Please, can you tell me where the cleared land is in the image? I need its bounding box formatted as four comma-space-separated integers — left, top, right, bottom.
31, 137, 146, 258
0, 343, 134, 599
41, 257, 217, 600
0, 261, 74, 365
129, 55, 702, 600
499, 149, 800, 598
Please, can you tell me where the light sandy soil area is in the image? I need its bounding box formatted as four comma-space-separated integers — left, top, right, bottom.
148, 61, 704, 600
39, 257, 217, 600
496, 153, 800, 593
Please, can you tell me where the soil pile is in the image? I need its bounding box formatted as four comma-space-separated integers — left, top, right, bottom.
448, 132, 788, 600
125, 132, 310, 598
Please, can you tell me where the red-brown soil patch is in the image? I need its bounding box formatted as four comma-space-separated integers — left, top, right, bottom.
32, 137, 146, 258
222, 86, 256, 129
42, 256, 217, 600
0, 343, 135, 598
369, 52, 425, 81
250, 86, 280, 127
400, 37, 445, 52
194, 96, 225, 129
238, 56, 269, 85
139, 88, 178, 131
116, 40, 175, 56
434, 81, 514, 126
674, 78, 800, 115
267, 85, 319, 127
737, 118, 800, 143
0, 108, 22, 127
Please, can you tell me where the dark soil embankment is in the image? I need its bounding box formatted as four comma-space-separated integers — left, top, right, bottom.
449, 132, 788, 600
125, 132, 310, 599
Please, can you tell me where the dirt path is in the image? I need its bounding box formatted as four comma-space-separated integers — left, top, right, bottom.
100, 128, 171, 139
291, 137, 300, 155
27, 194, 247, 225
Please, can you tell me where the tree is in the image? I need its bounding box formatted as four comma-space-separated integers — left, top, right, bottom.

───

Arrange the entries above as a Markdown table with the columns "No." and "Line." Number each line in order and omit blank lines.

_RESULT OF THIS EXERCISE:_
| No. | Line |
|---|---|
| 1 | Please, can you tell me where the cleared land is in the image? I need its bounding box formatted as four comma-space-separated integers — left, top, right, bottom. |
| 2 | 31, 137, 146, 258 |
| 3 | 0, 343, 134, 599 |
| 4 | 41, 257, 217, 600 |
| 5 | 0, 261, 74, 365 |
| 6 | 129, 55, 702, 600 |
| 7 | 499, 149, 800, 598 |
| 8 | Please, can you tell me where the light sandy soil area is in the image? I need its bounding box formatted as four comma-space-separated integers — left, top, right, bottom. |
| 9 | 148, 61, 704, 600 |
| 10 | 39, 257, 217, 600 |
| 11 | 496, 153, 800, 593 |
| 12 | Please, can you tell me where the soil pile is in the image? I need its bounding box formatted as four comma-space-separated integers — left, top, right, bottom. |
| 13 | 448, 132, 788, 600 |
| 14 | 125, 132, 310, 598 |
| 15 | Please, can you tell me where the red-brown soil patch is in the image? I need its bounding box formatted as four comma-space-separated integers — left, top, right, bottom. |
| 16 | 32, 137, 146, 258 |
| 17 | 222, 86, 256, 129 |
| 18 | 42, 256, 217, 600 |
| 19 | 0, 343, 135, 598 |
| 20 | 369, 52, 425, 81 |
| 21 | 250, 86, 280, 127 |
| 22 | 400, 37, 445, 52 |
| 23 | 194, 96, 225, 129 |
| 24 | 238, 56, 269, 85 |
| 25 | 139, 88, 178, 131 |
| 26 | 116, 40, 175, 56 |
| 27 | 434, 81, 514, 126 |
| 28 | 674, 78, 800, 115 |
| 29 | 267, 85, 319, 127 |
| 30 | 737, 118, 800, 143 |
| 31 | 0, 108, 22, 127 |
| 32 | Please, can you tell me where the dark soil embankment is in the image? I need its bounding box formatted as four comma-space-separated integers — left, top, right, bottom. |
| 33 | 449, 132, 788, 600 |
| 34 | 125, 132, 310, 599 |
| 35 | Please, can you tell me where the dirt path is in the image? I need its bounding box formatted as four comma-space-separated integers — left, top, right, bottom. |
| 36 | 100, 128, 171, 139 |
| 37 | 291, 137, 300, 155 |
| 38 | 27, 194, 247, 225 |
| 39 | Please, can you tell me where the tree is in the image? I need its bounding box formatted as four comma-space-separated integers — left, top, right, bottom. |